Objective →
Pull out every line of the material below that contains the word "white". Case matters.
+--
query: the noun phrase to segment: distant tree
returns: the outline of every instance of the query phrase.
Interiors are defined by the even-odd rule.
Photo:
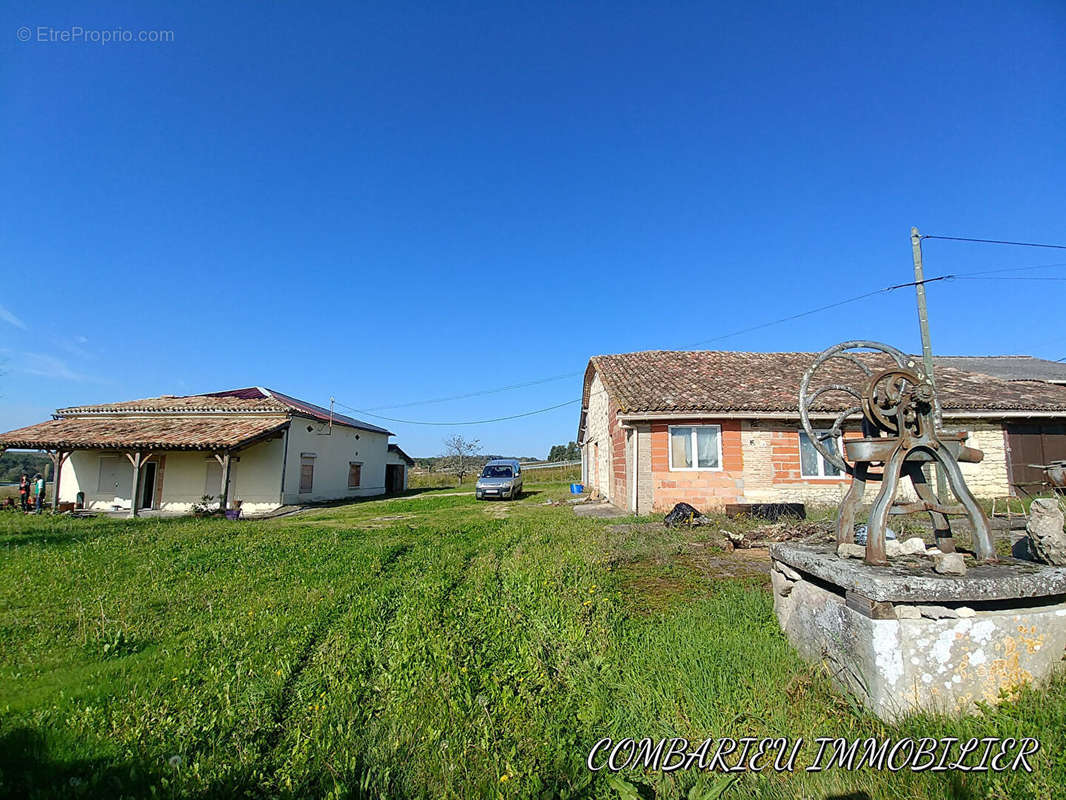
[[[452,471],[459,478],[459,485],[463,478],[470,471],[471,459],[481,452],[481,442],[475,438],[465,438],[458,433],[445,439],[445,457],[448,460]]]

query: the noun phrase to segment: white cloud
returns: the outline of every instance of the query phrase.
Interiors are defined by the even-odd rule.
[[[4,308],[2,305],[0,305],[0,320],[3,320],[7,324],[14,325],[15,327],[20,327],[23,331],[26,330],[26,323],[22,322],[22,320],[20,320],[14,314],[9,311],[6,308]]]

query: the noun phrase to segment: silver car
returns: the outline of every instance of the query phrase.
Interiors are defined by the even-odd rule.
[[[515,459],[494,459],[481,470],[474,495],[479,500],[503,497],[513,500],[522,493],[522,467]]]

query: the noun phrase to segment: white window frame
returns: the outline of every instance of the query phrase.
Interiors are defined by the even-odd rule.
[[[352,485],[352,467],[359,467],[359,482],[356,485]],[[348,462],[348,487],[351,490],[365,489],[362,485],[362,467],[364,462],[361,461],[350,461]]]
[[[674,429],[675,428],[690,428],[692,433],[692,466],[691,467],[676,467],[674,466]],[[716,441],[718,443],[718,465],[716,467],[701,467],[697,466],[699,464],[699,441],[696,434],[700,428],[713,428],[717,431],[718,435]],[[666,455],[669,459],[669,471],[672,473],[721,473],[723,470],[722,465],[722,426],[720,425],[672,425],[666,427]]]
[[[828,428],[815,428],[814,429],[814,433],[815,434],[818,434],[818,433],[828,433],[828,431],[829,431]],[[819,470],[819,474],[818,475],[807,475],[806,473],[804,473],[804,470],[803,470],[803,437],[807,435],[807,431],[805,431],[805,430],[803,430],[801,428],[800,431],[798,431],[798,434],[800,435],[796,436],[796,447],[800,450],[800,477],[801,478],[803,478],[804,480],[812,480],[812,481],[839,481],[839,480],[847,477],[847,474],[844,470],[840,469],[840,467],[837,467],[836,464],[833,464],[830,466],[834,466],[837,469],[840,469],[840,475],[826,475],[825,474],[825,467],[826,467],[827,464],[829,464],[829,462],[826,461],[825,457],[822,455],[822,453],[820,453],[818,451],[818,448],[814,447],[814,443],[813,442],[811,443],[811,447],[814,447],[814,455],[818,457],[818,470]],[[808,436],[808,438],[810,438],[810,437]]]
+--
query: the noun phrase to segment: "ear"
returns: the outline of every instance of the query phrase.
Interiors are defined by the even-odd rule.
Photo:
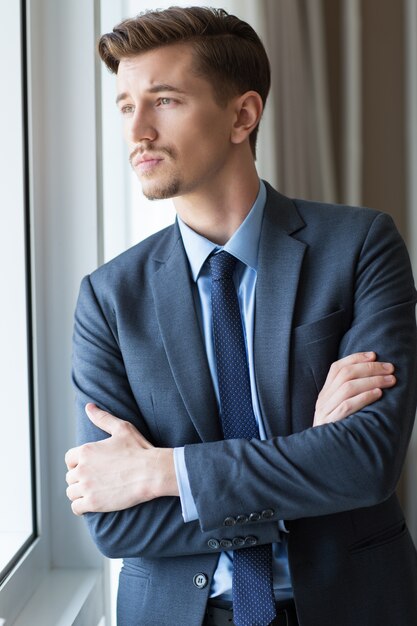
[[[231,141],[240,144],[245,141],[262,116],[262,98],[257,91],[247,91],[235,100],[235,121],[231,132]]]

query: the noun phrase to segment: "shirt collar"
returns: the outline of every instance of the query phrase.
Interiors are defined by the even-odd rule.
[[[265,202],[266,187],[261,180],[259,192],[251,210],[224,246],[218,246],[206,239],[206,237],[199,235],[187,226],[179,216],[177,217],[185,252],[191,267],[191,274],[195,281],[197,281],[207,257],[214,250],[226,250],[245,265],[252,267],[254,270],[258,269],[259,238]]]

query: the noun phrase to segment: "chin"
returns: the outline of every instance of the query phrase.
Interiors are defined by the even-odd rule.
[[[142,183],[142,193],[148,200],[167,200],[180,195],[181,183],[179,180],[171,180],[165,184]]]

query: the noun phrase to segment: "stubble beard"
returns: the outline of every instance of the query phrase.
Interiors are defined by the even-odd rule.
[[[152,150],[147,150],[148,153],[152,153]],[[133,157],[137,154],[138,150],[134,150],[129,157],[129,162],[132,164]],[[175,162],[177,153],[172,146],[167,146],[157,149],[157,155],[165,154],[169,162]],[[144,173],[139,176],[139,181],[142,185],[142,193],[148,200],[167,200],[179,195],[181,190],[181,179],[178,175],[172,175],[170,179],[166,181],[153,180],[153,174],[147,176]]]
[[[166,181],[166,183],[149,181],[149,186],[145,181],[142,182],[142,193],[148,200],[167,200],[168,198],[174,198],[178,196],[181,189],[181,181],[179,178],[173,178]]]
+--
Reply →
query: the noun phrase to segment: white cloud
query: the noun phrase to segment: white window frame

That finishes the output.